§ AVAILABLE DATA

+++

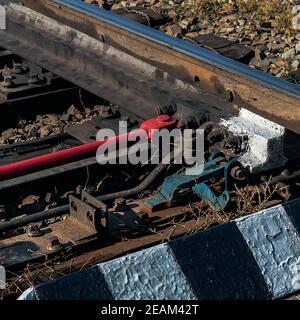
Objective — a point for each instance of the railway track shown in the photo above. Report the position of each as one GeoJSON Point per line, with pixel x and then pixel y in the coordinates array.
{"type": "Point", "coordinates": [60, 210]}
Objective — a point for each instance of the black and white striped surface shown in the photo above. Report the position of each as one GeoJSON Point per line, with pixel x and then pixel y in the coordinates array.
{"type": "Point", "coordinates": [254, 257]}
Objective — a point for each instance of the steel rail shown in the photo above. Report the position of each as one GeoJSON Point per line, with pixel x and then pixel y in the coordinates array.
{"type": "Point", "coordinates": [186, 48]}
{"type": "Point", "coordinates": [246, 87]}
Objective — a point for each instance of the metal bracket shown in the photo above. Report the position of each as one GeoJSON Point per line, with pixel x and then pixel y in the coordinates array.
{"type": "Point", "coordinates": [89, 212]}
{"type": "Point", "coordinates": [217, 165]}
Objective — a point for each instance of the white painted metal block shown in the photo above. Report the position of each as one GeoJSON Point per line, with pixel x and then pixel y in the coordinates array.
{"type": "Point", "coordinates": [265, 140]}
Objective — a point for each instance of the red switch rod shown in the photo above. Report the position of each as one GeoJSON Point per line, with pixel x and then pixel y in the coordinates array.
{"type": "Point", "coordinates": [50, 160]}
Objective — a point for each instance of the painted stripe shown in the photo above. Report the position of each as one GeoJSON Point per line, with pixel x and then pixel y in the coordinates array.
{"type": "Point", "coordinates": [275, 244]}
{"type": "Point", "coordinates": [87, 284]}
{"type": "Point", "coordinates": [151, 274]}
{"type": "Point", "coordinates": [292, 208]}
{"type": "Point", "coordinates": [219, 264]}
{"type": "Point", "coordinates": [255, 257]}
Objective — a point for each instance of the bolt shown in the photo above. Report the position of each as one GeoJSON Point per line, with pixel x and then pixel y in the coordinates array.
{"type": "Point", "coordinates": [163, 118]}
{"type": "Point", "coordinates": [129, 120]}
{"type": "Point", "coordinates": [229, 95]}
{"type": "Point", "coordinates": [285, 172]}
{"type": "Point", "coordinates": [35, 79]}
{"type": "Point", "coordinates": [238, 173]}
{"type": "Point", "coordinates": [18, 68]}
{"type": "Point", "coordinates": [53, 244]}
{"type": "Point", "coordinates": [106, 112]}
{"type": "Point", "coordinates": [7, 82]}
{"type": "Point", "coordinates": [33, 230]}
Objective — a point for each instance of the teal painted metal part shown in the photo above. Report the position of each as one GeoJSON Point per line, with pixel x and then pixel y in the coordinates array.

+++

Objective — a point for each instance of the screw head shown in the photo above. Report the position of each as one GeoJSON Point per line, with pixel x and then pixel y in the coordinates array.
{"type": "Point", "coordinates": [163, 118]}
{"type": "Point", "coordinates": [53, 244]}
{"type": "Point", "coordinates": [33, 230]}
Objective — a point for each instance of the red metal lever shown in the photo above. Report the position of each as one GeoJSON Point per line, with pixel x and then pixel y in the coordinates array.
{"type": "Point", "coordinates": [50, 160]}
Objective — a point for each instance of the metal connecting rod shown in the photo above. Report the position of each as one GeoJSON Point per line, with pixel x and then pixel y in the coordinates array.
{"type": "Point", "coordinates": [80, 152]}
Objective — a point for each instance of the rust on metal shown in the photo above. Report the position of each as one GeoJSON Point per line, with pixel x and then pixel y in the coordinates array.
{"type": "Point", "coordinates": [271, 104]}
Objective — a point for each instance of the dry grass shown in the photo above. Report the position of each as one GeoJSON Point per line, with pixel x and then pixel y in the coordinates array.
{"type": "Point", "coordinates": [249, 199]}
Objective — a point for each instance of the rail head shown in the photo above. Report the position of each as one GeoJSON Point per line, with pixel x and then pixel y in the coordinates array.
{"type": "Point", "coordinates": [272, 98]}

+++

§ YOUR TASK
What you give back should be only the lines of the records above, starting at the line with "Objective — a point for each instance of the white" and ending at the line with "Objective — a point for each instance of the teal", restated word for word.

§ PROBLEM SOLUTION
Objective — a point for each instance of the white painted metal block shown in the photo above. Report the position of each as one GeoJSON Point per line, with pixel x and then pixel y in the coordinates array.
{"type": "Point", "coordinates": [265, 140]}
Objective — a point for each instance of the red switch rod shown in the photo above. Report the position of each as one GeoJSON Point per line, with pixel x and then pixel y in the coordinates array.
{"type": "Point", "coordinates": [50, 160]}
Objective — a point for each instance of the painted stripe shown in the photo above. Report the position of each as one GeoJSON Point per line, with pixel x and then pixel y in the coordinates array.
{"type": "Point", "coordinates": [275, 244]}
{"type": "Point", "coordinates": [87, 284]}
{"type": "Point", "coordinates": [151, 274]}
{"type": "Point", "coordinates": [292, 208]}
{"type": "Point", "coordinates": [219, 264]}
{"type": "Point", "coordinates": [255, 257]}
Objective — a point for each instance of the bolt shown in the photo above. Report the position of each as one GeoJSON Point per line, with pixel x and then pixel y in the coordinates array.
{"type": "Point", "coordinates": [163, 118]}
{"type": "Point", "coordinates": [129, 120]}
{"type": "Point", "coordinates": [229, 95]}
{"type": "Point", "coordinates": [285, 172]}
{"type": "Point", "coordinates": [35, 79]}
{"type": "Point", "coordinates": [238, 173]}
{"type": "Point", "coordinates": [18, 68]}
{"type": "Point", "coordinates": [53, 244]}
{"type": "Point", "coordinates": [106, 112]}
{"type": "Point", "coordinates": [7, 82]}
{"type": "Point", "coordinates": [33, 230]}
Objective — a point for each instance of the teal painted metal part shown in the photo above. Report the position of each as one GeoJSON Point per line, with pixel x and then pixel y in the coordinates array.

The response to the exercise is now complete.